» **GIVEN EXERCISE**
Lines before the one containing "Label the plastic" are excluded. Repeat that line and every line after it, exactly.

======== TASK MATERIAL

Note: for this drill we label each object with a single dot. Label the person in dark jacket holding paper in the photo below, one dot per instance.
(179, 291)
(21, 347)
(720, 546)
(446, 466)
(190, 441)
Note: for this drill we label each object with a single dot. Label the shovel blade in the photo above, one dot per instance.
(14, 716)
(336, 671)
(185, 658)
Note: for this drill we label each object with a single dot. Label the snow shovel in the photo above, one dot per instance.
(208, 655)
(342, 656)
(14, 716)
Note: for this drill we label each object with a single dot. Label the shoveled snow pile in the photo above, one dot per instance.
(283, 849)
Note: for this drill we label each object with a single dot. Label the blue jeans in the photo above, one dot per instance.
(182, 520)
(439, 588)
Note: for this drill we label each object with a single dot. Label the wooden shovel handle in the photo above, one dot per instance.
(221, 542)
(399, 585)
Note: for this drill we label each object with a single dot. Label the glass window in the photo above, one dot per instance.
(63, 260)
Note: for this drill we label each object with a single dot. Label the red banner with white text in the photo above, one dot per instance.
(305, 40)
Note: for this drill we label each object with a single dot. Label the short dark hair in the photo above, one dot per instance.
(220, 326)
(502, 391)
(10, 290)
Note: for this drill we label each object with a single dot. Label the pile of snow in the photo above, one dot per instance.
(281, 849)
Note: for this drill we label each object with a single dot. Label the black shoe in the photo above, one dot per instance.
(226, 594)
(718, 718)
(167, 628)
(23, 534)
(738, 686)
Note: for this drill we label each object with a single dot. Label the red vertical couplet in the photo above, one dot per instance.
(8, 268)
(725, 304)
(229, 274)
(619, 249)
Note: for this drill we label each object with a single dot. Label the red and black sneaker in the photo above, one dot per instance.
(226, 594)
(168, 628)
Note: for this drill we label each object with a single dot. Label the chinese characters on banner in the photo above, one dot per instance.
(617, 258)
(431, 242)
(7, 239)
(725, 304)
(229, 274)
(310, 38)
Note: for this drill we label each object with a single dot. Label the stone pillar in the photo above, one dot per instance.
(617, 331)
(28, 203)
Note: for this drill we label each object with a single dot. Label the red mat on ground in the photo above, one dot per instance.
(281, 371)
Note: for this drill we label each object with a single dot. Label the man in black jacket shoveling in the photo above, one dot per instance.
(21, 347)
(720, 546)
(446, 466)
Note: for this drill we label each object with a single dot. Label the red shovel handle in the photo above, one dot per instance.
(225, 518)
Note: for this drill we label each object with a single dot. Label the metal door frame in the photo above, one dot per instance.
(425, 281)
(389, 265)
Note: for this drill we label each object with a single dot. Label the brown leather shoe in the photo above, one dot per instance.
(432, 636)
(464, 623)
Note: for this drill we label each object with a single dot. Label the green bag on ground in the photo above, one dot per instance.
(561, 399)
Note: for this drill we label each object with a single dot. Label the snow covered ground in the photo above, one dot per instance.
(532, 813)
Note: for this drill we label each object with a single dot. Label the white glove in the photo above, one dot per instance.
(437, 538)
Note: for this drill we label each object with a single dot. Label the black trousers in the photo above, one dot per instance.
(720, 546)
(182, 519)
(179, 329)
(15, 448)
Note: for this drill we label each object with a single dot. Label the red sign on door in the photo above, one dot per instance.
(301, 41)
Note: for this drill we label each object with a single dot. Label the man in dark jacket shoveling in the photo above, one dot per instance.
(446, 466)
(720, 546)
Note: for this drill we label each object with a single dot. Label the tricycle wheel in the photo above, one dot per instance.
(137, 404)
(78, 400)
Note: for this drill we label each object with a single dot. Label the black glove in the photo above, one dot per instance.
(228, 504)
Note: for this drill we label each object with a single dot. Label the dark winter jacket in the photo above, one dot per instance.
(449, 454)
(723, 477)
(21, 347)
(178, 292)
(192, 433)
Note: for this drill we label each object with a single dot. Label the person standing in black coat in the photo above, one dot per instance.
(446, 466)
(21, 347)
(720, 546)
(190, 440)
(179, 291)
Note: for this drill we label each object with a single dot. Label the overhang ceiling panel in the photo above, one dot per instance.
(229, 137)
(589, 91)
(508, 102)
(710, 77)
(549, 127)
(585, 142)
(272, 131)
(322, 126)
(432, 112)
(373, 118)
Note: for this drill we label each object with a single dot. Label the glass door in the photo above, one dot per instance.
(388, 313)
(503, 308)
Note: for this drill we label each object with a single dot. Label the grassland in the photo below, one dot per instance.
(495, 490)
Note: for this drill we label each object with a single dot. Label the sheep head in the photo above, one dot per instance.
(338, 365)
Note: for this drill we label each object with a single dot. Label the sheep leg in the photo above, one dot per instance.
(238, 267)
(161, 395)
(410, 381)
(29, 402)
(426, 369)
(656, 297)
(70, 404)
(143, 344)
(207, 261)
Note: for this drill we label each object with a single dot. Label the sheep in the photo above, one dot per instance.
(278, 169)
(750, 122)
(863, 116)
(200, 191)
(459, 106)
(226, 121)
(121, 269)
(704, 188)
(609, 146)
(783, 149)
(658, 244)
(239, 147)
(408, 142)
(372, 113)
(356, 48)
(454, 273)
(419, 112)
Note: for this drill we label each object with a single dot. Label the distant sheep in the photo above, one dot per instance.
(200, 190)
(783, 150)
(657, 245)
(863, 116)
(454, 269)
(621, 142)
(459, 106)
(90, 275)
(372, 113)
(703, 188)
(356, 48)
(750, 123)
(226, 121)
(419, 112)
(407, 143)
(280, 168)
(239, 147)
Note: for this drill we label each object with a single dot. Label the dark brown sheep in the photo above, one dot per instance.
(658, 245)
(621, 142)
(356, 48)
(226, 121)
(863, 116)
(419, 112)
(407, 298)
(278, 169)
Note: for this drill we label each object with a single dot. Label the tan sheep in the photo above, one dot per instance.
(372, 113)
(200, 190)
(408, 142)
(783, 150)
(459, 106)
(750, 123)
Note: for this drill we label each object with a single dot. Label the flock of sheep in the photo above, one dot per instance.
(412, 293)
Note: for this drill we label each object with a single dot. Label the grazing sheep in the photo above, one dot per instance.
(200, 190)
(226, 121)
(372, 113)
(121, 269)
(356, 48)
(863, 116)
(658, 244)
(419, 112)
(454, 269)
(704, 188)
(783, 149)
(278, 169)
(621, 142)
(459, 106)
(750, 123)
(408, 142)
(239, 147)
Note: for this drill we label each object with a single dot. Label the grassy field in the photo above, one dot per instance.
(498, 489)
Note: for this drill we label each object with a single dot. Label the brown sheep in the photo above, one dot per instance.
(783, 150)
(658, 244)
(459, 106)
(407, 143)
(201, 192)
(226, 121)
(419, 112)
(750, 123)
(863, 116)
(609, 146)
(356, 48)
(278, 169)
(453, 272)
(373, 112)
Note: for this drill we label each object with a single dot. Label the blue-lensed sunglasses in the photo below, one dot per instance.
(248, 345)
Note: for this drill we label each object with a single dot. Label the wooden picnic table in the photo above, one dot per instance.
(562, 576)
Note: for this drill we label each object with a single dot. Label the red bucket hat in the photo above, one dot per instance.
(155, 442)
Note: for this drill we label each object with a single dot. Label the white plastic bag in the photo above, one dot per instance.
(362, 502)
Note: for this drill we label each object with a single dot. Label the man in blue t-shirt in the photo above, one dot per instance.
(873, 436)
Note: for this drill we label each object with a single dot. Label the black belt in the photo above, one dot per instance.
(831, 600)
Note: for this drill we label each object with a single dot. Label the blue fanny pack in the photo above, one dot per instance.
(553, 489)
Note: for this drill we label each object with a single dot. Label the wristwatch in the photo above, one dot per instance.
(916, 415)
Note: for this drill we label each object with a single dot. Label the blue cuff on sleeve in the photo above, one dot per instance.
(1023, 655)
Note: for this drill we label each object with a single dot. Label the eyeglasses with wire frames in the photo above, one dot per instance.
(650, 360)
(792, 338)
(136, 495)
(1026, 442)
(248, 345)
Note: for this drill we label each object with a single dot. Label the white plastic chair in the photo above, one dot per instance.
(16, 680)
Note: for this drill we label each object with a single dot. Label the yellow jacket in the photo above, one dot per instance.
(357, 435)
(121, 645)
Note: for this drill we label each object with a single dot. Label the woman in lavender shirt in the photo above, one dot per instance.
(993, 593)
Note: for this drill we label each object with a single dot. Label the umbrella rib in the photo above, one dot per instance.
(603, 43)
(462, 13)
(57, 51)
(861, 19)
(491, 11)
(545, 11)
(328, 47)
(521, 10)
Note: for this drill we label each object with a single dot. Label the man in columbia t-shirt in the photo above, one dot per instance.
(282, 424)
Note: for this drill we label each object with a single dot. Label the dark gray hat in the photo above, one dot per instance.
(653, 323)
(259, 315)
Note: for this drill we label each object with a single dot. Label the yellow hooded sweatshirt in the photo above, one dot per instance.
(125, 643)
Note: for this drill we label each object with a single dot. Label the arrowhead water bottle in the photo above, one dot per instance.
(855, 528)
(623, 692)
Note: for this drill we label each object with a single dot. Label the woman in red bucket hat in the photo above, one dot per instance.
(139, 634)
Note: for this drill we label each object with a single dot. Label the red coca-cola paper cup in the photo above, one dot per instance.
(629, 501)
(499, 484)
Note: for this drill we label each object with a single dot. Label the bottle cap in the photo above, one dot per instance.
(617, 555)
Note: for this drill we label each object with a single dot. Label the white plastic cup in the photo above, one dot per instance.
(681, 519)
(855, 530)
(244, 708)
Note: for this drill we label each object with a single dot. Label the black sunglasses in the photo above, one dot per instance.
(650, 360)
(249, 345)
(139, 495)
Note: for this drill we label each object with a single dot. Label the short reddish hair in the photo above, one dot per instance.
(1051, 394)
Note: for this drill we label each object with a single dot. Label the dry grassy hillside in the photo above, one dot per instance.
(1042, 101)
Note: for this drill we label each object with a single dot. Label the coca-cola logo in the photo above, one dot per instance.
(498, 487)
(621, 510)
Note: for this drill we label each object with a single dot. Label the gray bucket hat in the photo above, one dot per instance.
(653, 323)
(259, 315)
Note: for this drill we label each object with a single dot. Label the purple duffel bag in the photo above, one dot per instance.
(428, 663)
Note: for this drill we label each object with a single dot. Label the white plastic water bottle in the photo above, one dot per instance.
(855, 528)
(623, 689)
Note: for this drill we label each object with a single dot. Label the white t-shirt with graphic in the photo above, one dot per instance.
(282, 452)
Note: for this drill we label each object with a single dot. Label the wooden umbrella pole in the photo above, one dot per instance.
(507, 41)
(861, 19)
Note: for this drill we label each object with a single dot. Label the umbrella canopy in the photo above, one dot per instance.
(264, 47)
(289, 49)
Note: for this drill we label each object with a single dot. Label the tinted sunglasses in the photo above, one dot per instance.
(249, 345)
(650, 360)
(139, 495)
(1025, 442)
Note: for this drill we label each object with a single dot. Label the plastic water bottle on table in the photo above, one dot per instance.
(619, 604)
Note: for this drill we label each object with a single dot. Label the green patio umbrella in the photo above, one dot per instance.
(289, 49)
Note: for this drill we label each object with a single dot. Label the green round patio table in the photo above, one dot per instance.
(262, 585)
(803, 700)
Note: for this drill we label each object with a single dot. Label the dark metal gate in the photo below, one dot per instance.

================

» **REPLY TO THE TASK**
Note: for this drill we label each object with a single dot. Label the plastic water bottle on table in the photo above, one dot per instance.
(619, 604)
Note: for this drill we label each object with a single dot. Label the green patio umbrella in the photo above, one dot per instance.
(289, 49)
Note: for this drill we label each object with a single dot. Label the green round patio table in the photo above, one dot per instance.
(262, 585)
(803, 700)
Note: for this drill we label each object with a single dot. Label the dark metal gate in the photo below, one dot per instance.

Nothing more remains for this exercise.